> _WHAT YOU WILL DO_: Write out the listing again, exactly as it appears below.

*** Opening EXERCISE MATERIALS ***

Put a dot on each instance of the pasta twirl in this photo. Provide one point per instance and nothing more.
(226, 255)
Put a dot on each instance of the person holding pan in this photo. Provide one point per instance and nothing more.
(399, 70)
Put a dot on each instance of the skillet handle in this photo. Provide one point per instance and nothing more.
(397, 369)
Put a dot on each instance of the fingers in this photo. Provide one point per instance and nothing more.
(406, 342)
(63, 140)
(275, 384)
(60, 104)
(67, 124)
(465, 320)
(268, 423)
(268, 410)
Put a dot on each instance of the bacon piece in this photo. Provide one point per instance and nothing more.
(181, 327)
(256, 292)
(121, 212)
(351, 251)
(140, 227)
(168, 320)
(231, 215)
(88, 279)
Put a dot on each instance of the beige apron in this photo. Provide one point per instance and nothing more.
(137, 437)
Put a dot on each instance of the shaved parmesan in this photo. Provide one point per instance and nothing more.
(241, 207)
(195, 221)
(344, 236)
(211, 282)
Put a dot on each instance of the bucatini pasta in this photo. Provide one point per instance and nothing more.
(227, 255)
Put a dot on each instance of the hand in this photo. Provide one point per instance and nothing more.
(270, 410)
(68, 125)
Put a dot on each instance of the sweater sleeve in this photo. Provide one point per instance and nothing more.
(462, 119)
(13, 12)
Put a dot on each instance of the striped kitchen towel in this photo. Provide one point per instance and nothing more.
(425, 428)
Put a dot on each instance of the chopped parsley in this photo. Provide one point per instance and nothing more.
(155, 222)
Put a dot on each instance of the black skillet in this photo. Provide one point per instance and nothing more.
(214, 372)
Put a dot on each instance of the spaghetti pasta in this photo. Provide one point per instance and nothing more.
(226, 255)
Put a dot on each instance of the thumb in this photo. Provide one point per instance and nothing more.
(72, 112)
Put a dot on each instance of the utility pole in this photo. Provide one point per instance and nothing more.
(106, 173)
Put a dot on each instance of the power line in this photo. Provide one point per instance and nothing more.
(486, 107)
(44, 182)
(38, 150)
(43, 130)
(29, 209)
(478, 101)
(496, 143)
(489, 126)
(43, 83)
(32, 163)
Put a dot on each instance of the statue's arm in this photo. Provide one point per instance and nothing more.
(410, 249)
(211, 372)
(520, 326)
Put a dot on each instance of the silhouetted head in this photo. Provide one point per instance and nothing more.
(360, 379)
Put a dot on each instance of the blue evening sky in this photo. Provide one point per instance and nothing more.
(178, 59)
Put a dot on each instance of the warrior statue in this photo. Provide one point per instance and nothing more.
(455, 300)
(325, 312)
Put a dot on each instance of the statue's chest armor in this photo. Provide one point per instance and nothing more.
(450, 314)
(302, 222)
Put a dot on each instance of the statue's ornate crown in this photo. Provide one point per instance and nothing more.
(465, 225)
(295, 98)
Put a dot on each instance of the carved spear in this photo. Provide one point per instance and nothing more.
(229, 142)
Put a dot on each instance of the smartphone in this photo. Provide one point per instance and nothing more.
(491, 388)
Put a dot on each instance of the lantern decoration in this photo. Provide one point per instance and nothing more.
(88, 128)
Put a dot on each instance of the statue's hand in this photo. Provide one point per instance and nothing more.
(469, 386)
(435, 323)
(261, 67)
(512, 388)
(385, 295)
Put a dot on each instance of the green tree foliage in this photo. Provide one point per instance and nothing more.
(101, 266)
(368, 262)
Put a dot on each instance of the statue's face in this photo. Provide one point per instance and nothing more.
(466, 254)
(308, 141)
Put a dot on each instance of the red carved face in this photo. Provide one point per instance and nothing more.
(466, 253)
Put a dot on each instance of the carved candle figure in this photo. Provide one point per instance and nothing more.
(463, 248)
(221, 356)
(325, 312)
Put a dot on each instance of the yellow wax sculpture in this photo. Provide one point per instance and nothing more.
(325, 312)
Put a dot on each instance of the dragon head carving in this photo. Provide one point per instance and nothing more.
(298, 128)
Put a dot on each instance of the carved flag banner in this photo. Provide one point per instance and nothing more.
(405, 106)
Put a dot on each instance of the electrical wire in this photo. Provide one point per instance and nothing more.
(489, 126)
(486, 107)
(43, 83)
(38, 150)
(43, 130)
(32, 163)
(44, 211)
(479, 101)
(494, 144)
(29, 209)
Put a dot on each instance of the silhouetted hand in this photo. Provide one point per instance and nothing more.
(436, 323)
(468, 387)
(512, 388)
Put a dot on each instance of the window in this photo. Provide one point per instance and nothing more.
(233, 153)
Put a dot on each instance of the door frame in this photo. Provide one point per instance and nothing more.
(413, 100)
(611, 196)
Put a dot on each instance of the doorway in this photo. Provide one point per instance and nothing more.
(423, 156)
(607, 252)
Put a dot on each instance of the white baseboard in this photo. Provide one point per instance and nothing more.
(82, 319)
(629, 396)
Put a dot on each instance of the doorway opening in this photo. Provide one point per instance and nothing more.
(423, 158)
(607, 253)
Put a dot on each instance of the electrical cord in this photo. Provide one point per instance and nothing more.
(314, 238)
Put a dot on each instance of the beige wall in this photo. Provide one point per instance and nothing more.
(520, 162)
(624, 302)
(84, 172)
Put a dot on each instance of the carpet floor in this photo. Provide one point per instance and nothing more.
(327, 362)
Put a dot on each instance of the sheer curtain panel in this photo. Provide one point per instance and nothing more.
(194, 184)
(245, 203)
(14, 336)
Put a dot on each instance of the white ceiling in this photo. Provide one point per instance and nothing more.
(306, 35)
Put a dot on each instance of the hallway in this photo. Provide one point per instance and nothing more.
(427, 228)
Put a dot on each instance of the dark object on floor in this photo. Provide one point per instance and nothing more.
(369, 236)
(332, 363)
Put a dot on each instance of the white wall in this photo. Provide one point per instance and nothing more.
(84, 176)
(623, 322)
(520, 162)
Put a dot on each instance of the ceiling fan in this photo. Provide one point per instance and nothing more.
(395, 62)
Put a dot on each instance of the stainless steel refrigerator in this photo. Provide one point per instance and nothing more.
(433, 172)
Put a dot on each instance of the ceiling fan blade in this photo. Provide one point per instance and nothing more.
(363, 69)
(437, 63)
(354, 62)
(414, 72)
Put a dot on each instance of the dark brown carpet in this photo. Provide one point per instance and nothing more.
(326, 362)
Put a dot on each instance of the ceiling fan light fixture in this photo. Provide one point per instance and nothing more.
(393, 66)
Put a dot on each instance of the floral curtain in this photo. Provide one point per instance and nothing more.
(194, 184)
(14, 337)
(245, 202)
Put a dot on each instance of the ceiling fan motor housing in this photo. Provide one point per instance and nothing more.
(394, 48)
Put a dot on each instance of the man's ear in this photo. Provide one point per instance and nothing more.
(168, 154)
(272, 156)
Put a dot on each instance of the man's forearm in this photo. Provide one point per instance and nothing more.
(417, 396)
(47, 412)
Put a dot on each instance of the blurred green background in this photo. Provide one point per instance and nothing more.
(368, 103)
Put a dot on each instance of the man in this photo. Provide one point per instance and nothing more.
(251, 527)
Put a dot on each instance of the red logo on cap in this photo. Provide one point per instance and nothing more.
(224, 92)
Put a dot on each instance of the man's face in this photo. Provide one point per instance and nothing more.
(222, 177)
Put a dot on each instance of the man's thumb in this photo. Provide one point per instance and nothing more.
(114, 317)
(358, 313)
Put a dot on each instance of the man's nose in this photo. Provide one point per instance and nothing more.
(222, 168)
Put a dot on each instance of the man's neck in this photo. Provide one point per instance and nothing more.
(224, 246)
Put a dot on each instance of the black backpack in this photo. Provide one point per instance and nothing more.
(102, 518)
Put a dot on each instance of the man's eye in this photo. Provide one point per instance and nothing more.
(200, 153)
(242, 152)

*** Closing EXERCISE MATERIALS ***

> _EXPECTED ANSWER_:
Put a dot on each instance of the pasta twirl in this photo. Provide one point per instance and nothing more.
(226, 255)
Put a dot on each instance of the person holding pan in this photo. Provide one point per instance and nothing more.
(399, 70)
Put a dot on each instance of the skillet handle in this photo. Provide one point per instance and nothing more.
(397, 369)
Put a dot on each instance of the fingers in this photo. Provide one point per instance and nothing more.
(406, 342)
(63, 140)
(275, 384)
(60, 104)
(67, 124)
(465, 320)
(268, 423)
(268, 410)
Put a dot on each instance of the bacon piece in this photo. Provide one point per instance and nothing more.
(181, 327)
(256, 292)
(121, 212)
(351, 251)
(140, 227)
(168, 320)
(231, 215)
(88, 279)
Put a dot on each instance of the beige apron in this photo. Provide one point per instance and nothing more.
(137, 437)
Put a dot on each instance of the shaved parmesan in this photo. Provide one point per instance and nothing more.
(241, 207)
(195, 221)
(344, 236)
(211, 282)
Put a dot on each instance of the bucatini pasta in this photo. Provide one point per instance and nothing more.
(227, 255)
Put a dot on each instance of the hand in this photo. Provide one point per instance and nothing more.
(270, 410)
(68, 125)
Put a dot on each instance of the sweater sleeve in this photo. Provide one point per instance and nothing more.
(462, 119)
(13, 12)
Put a dot on each instance of the striped kitchen towel in this photo. Provide one point per instance and nothing more.
(425, 428)
Put a dot on each instance of the chopped parsley in this photo. Provide one point per instance and nothing more.
(155, 222)
Put a dot on each instance of the black skillet in this photo. Provide one point per instance and nothing more.
(214, 372)
Put a dot on each instance of the spaghetti pasta in this photo. Provide one point per instance and nothing more.
(226, 255)
Put a dot on each instance of the thumb in this photo. Provide one point per instance and nothing more.
(72, 112)
Put a dot on each instance of the utility pole in this photo. Provide one point per instance and nothing more.
(106, 173)
Put a dot on each instance of the power line in this photo. Provide one point per instance and nothing more.
(486, 107)
(44, 182)
(38, 150)
(43, 130)
(29, 209)
(478, 101)
(496, 143)
(489, 126)
(43, 83)
(32, 163)
Put a dot on each instance of the statue's arm in this photo. Provide one point per instance and nothing more.
(410, 249)
(211, 372)
(520, 326)
Put a dot on each instance of the silhouetted head in this photo. Provide one point per instance and nothing more.
(360, 379)
Put a dot on each instance of the blue evening sky in this photo. Provide one point per instance and nothing more.
(178, 59)
Put a dot on each instance of the warrior statue in this photo. Provide one point per instance and nothing more.
(455, 300)
(325, 312)
Put a dot on each instance of the statue's chest armor in this photo. Provide one point per instance and nothing more.
(450, 314)
(302, 222)
Put a dot on each instance of the statue's ornate crown in this photo. Provide one point per instance and nothing more.
(465, 225)
(295, 98)
Put a dot on each instance of the carved spear in this photo. Provide one point per instance and nothing more.
(229, 142)
Put a dot on each instance of the smartphone in this photo. Provide one point per instance and nothing more.
(491, 388)
Put a dot on each instance of the lantern decoration in this photo. Provide one point per instance and nothing more.
(88, 128)
Put a dot on each instance of the statue's hand in this photo. Provide one point per instance and nothing more.
(469, 386)
(435, 323)
(261, 67)
(512, 388)
(385, 295)
Put a dot on each instance of the green tree foliage in this photo. Provide one point per instance and nothing more.
(101, 266)
(368, 262)
Put a dot on each instance of the statue's face in this photo. Provide one point per instance and nothing more.
(466, 254)
(308, 141)
Put a dot on each instance of the red carved face in this photo. Provide one point per instance and nothing more.
(466, 253)
Put a dot on each instance of the carved candle figure in this photo. Provide one point per instance and nothing more.
(463, 248)
(221, 356)
(325, 312)
Put a dot on each instance of the yellow wax sculpture in this photo. Provide one point per instance and nothing more.
(325, 312)
Put a dot on each instance of the dragon head carving in this photo. Provide one point per instance and nothing more.
(298, 128)
Put a dot on each instance of the carved flag banner in this photo. Provide one point per instance and nothing more.
(405, 106)
Put a dot on each instance of the electrical wire in this photo. Provide one point per instance and nothing more.
(489, 126)
(486, 107)
(43, 83)
(38, 150)
(43, 130)
(32, 163)
(44, 211)
(479, 101)
(494, 144)
(29, 209)
Put a dot on each instance of the silhouetted hand in this photo. Provide one point per instance and nothing more.
(436, 323)
(468, 387)
(512, 388)
Put a dot on each instance of the window in this photo. Provide one point per instance and nothing more.
(233, 153)
Put a dot on each instance of the door frame in this photo. Provide one point per instance and nothing more.
(413, 100)
(611, 196)
Put a dot on each instance of the doorway in this photo. Provide one point per instance and nothing more.
(423, 156)
(607, 252)
Put a dot on each instance of the white baseboard in this photo. Provide one point per instance and nothing more.
(82, 319)
(629, 396)
Put a dot on each instance of the doorway opening in this photo. Provide one point per instance and nothing more.
(423, 158)
(607, 253)
Put a dot on each instance of the electrical cord in this photo. Provide one point per instance and nothing more.
(314, 238)
Put a dot on each instance of the beige wall in this photo. Provide one point per instance and nothing more.
(520, 162)
(624, 302)
(84, 172)
Put a dot on each instance of the carpet floor in this photo. Provide one point per instance and nothing more.
(327, 362)
Put a dot on each instance of the sheer curtain panel in this photo. Provide one point per instance and nothing more.
(194, 184)
(245, 203)
(14, 336)
Put a dot on each instance of the white ceiling in this photo. Provide one point per instance and nothing more.
(306, 35)
Put a dot on each instance of the hallway in this photo. Provide one point per instance and nothing more.
(427, 228)
Put a dot on each instance of the dark object on floor in this photo. Provide one point per instance and nothing more.
(369, 236)
(332, 363)
Put a dot on each instance of the white wall in this photo. Provide one point per instance and nothing more.
(84, 176)
(623, 322)
(520, 162)
Put a dot on each instance of the ceiling fan in this photo. Provide one point per instance and nothing more.
(395, 62)
Put a dot on each instance of the stainless steel refrigerator in this photo. Provide one point per instance and nothing more.
(433, 172)
Put a dot on each instance of the ceiling fan blade in this photo. Provide one point per instance and nothing more.
(363, 69)
(437, 63)
(354, 62)
(414, 72)
Put a dot on each instance of the dark brown carpet in this photo. Provide one point per instance and nothing more.
(326, 362)
Put a dot on each instance of the ceiling fan light fixture in this photo. Provide one point per instance and nothing more.
(393, 66)
Put a dot on each instance of the floral curtain in this photo. Provide one point per instance and nothing more.
(194, 184)
(14, 337)
(245, 202)
Put a dot on each instance of the ceiling fan motor housing in this photo. Provide one point per instance and nothing more.
(394, 48)
Put a dot on each instance of the man's ear in this photo. Provide one point per instance and nothing more.
(168, 154)
(272, 156)
Put a dot on each instance of the man's forearm in this photo. Provide one point per instance and nothing more.
(417, 396)
(47, 412)
Put a dot on each instance of the blurred green background in this photo. Provide one point per instance and nothing more.
(368, 103)
Put a dot on each instance of the man in this photo. Provide one point per instance and nothing more.
(251, 527)
Put a dot on each instance of the red logo on cap in this photo. Provide one point per instance and nothing more.
(224, 92)
Put a dot on each instance of the man's face in this photo. Provide one point per instance and nothing more.
(222, 177)
Put a dot on each instance of the man's thumb in this photo. Provide one point per instance and nothing more.
(114, 317)
(358, 313)
Put a dot on each instance of the man's nose in this photo. Provide one point per instance and nothing more.
(222, 168)
Put a dot on each instance of the man's neck in this photo. Provide one point per instance and nothing more.
(224, 246)
Put a dot on each instance of the black backpack in this photo. Provide one point per instance and nothing more.
(102, 518)
Put a dot on each instance of the man's eye in this photo. Provide one point per instance and nothing more.
(200, 153)
(242, 152)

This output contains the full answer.